:: Data entries

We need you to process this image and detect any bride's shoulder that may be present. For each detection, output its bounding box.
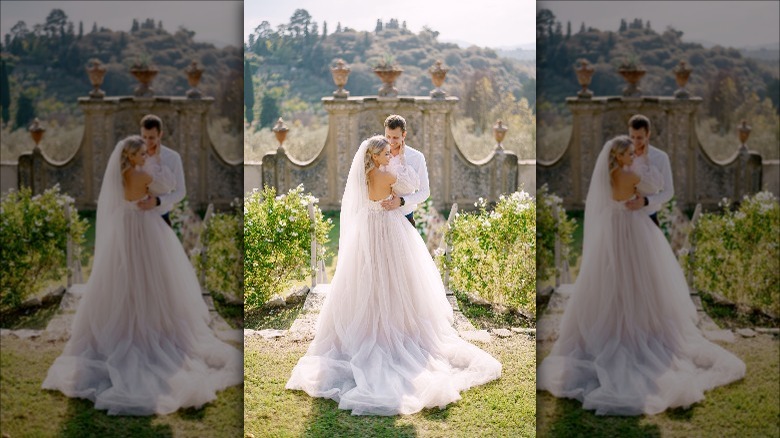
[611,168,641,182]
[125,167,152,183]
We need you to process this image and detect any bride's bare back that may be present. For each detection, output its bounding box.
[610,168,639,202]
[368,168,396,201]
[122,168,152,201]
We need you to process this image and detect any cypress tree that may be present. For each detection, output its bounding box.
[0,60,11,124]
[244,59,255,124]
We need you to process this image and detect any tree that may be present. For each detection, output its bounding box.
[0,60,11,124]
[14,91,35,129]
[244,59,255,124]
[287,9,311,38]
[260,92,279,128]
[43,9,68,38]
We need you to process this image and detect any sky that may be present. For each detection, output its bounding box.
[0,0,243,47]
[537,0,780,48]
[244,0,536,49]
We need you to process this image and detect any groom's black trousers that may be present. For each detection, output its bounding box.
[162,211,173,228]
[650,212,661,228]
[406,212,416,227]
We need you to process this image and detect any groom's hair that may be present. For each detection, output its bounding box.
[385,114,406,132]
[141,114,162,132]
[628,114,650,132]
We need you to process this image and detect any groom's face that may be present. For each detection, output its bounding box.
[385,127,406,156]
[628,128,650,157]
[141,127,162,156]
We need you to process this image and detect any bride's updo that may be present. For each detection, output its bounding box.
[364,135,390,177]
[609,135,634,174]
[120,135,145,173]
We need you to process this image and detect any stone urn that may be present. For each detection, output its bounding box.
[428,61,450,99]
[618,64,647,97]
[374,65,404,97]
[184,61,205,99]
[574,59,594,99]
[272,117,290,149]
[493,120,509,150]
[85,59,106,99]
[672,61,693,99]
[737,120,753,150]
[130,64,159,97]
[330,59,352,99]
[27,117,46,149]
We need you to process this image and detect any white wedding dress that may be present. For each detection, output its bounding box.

::::
:: Data entries

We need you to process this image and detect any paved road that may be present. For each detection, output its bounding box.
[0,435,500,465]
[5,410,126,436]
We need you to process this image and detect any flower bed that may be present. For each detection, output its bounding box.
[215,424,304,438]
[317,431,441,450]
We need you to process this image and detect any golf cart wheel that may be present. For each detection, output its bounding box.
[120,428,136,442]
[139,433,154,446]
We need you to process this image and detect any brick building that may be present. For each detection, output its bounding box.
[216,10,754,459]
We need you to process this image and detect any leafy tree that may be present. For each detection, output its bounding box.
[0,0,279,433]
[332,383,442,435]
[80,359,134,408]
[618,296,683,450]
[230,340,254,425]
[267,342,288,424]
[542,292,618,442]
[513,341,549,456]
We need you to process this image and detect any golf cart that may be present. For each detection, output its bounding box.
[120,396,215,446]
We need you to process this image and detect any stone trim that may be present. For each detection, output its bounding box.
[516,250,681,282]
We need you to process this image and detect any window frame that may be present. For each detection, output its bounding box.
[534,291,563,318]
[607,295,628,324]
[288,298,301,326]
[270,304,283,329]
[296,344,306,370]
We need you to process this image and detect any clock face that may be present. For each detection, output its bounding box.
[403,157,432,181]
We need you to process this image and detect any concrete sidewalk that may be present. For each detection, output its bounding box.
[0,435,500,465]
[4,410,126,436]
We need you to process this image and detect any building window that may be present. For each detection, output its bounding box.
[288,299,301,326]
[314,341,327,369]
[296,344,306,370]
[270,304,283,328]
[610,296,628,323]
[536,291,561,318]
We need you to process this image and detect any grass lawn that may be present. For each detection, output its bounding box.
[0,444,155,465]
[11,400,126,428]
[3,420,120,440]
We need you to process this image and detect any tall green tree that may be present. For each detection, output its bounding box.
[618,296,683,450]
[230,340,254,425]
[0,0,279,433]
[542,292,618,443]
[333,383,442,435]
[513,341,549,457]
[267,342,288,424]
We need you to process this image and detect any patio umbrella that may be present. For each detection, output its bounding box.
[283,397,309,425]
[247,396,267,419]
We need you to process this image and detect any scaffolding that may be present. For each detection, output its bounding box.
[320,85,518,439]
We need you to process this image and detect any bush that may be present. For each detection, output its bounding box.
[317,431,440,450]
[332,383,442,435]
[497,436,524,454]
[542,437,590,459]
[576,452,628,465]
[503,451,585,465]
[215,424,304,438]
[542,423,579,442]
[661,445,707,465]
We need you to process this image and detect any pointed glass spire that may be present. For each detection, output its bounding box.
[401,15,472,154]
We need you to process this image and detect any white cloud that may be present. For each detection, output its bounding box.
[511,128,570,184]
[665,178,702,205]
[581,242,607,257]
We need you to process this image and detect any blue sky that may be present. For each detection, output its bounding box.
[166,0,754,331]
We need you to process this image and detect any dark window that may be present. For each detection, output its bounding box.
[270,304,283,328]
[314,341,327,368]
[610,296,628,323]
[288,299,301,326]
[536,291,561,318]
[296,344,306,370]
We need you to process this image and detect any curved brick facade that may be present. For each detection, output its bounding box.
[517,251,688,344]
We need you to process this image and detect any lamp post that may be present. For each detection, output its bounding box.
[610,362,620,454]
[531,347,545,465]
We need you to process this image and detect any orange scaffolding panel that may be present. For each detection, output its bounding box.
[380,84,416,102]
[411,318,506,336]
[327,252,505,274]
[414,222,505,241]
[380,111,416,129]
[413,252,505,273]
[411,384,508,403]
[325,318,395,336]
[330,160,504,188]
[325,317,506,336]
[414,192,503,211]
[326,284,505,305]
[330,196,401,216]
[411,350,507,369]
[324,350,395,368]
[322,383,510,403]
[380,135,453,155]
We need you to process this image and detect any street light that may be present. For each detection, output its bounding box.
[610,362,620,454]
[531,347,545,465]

::::

## Stated goal
Copy out, word for word, the lines starting with the one that contains "We need you to process this image and detect any flower" and going on through the one that contains "[317,431,441,450]", including both of those.

## Exercise response
We need you to process this image and detect any flower bed that may be present. For each detection, output its bounding box.
[215,424,304,438]
[317,431,441,450]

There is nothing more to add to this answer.